* Trecho do texto
:::::

É preciso ter cuidado com o excesso de atribuição, pois há outros fatores que contribuem para a diminuição da confiança na democracia —como a frustração com as elites, desigualdade, inflação, altos níveis de corrupção e crime. Porém cientistas sociais já documentam as formas pelas quais os danos digitais podem ampliar o descontentamento, moldar preconceitos e mudar comportamentos.
Para entender como os danos digitais estavam minando a democracia no Brasil, o Instituto Igarapé, em parceria com o Democracia em Xeque, passou a monitorar e avaliar narrativas desinformativas online e seus reflexos no mundo offline no período eleitoral. Em resumo, há quatro mensagens principais.
Primeiro, a extrema direita superou em muito o engajamento digital de esquerda, de centro e da imprensa convencional. Segundo, o alvo muitas vezes são as próprias instituições eleitorais. Terceiro, danos digitais são acompanhados de violência crescente contra candidatos adversários, mídia e atores cívicos. E quarto, as principais instituições foram razoavelmente bem-sucedidas na reação.
Os esforços do governo precedem as eleições de 2022 e 2018. Um passo fundamental foi o Marco Civil —a declaração de direitos digitais aprovada em 2014 na sequência das revelações de Edward Snowden sobre o sistema de vigilância global dos EUA.
O Judiciário entrou em ação com o Programa de Enfrentamento à Desinformação de 2019 —tornado permanente em 2022—, a Comissão e o Observatório de Transparência Eleitoral de 2021, a Frente Nacional de Combate à Desinformação de 2022, entre outros. Recentemente, o Executivo criou a Secretaria de Políticas Digitais e a Procuradoria Nacional de Defesa da Democracia, na Advocacia-Geral da União (AGU), para combater a desinformação "sobre políticas públicas".

:::::

* Informações fornecidas

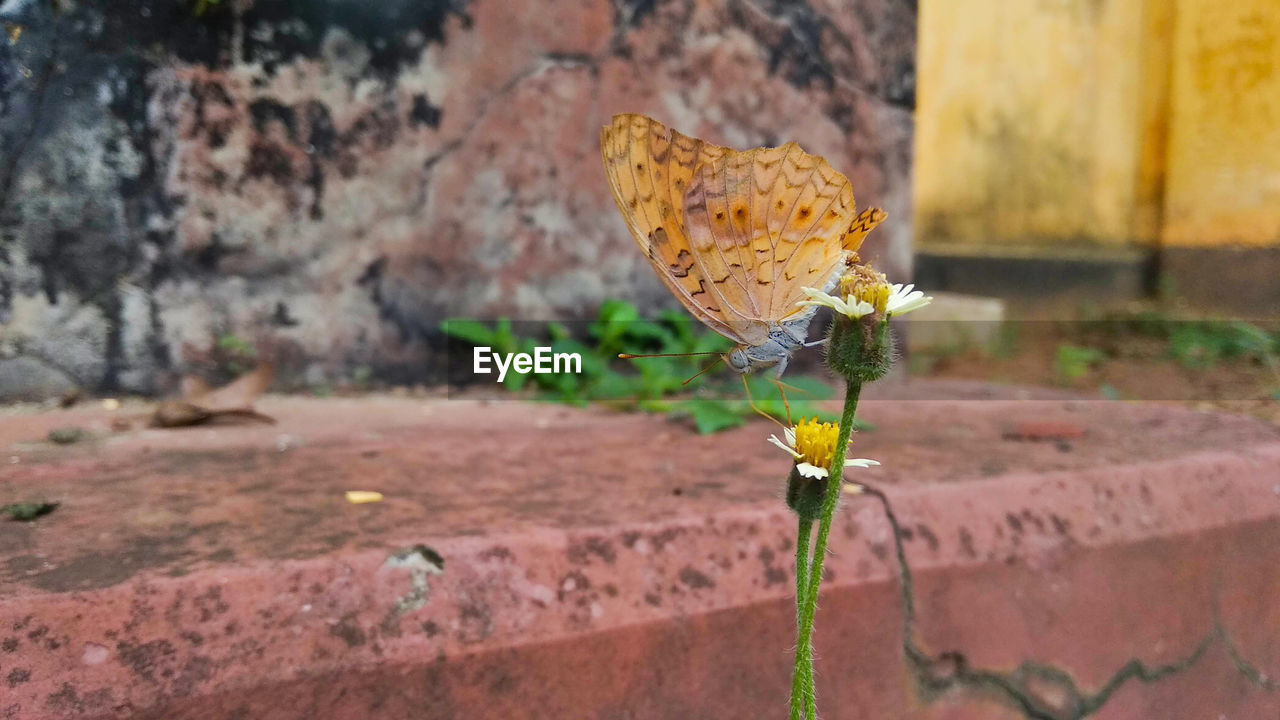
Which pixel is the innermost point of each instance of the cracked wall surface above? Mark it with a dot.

:::::

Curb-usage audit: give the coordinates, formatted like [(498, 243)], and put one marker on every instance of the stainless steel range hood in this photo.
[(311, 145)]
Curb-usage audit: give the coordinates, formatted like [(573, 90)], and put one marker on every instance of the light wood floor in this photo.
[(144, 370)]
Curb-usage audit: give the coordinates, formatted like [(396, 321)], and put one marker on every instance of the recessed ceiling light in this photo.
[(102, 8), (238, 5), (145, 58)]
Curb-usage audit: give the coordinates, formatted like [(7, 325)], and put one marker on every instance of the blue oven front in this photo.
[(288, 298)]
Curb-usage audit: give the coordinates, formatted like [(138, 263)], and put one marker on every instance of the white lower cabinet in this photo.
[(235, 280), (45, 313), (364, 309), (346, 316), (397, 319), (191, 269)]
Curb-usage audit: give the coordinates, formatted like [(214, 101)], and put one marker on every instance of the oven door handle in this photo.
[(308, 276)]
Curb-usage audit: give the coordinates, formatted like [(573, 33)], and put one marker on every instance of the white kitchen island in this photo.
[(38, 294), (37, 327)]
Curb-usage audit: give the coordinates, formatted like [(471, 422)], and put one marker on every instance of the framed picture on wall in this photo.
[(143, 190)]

:::::

* Enunciado da tarefa
Dê prosseguimento ao trecho sobre desinformação e democracia no Brasil a partir do ponto em que ele termina. Os itens provêm de uma fonte diferente da do texto.

* Resposta da tarefa
Alguns desses esforços estão provocando um debate acirrado. Há preocupações com o excesso de influência do governo, bem como com a censura a oponentes de extrema-direita e ativistas de direitos digitais.
Está claro que os danos digitais não podem ser evitados e reduzidos apenas por meios digitais. Seu enfrentamento exigirá muito mais envolvimento dos Poderes da República, dos meios de comunicação e da sociedade civil.
Plataformas precisam ser mais responsáveis, o que implica mais regulamentação. Reduzir os danos digitais também requer abordar fatores estruturais que os impulsionam —da desigualdade econômica às questões de equidade social, passando pela educação digital nas escolas.
O sistema político brasileiro foi degradado pela profunda polarização a partir de 2013. Agora é a hora de revitalizar alianças pró-democracia, incluindo não só os partidos moderados mas toda a sociedade que busca reatar laços e salvaguardar nosso futuro.